■ PROBLEM: Put the material below, from its start through the line containing "x=168 y=166", into a two-column CSV with the headers input and output. Each row should pair a text in input with the answer that follows it in output, each in one quoted field with line breaks replaced by spaces.

■ DATA FOR THIS TASK:
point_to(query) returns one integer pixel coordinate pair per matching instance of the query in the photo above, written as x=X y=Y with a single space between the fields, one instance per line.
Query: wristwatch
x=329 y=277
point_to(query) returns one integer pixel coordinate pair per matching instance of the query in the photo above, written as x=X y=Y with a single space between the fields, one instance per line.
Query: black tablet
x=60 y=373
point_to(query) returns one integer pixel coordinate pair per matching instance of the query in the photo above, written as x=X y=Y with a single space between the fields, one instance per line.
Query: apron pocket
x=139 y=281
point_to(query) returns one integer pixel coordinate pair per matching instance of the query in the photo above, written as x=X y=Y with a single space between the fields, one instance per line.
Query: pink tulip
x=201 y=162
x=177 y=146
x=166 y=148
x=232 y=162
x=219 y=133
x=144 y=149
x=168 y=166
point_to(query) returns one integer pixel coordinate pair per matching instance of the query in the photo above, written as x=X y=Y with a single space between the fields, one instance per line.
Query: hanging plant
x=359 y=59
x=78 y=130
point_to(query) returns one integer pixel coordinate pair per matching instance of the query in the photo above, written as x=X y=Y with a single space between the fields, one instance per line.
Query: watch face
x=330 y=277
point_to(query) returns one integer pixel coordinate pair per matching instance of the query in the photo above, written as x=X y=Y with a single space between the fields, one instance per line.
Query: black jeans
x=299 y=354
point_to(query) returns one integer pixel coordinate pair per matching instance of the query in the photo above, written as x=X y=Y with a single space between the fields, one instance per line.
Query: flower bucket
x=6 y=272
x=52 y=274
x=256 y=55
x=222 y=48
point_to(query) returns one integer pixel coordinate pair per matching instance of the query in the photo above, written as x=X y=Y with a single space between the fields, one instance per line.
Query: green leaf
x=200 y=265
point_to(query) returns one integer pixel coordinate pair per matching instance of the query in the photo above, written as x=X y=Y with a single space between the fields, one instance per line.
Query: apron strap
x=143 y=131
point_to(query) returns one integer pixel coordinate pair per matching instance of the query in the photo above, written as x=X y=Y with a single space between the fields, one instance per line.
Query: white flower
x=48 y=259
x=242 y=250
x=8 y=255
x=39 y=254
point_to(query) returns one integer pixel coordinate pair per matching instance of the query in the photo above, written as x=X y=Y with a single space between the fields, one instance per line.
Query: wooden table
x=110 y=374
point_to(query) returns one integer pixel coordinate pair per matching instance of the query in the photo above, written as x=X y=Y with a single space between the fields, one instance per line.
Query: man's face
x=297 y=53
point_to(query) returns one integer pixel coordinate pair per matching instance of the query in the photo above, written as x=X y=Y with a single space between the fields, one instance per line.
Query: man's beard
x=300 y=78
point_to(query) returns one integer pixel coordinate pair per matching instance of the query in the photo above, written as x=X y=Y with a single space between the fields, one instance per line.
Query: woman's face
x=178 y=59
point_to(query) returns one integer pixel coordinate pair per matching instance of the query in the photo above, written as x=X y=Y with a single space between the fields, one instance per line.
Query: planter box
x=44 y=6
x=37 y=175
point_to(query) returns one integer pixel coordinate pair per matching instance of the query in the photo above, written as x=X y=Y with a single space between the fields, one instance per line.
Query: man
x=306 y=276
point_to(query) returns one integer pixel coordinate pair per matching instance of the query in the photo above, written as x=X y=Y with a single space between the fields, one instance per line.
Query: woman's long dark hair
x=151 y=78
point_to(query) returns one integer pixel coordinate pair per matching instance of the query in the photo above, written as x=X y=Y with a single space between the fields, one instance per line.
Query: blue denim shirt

■ OUTPUT OF THE TASK:
input,output
"point_to(query) returns one integer pixel coordinate pair per matching instance of the query in the photo above, written as x=X y=Y with a single space between the fields, one instance per line. Query: wristwatch","x=329 y=277"
"point_to(query) returns one integer pixel coordinate pair per matching instance of the query in the photo above, written as x=X y=Y with a single space between the fields, one instance per line. Query: black tablet","x=60 y=373"
"point_to(query) returns one integer pixel coordinate pair per matching instance of the query in the photo above, written as x=X y=Y with a single space between the fields, one instance per line. Query: apron pocket","x=139 y=281"
"point_to(query) returns one integer pixel coordinate pair per matching instance of the query in the photo above, written as x=X y=Y with a single space between the fields, one instance per line. Query: pink tulip","x=201 y=162 x=177 y=146 x=166 y=148 x=232 y=162 x=219 y=133 x=144 y=149 x=168 y=166"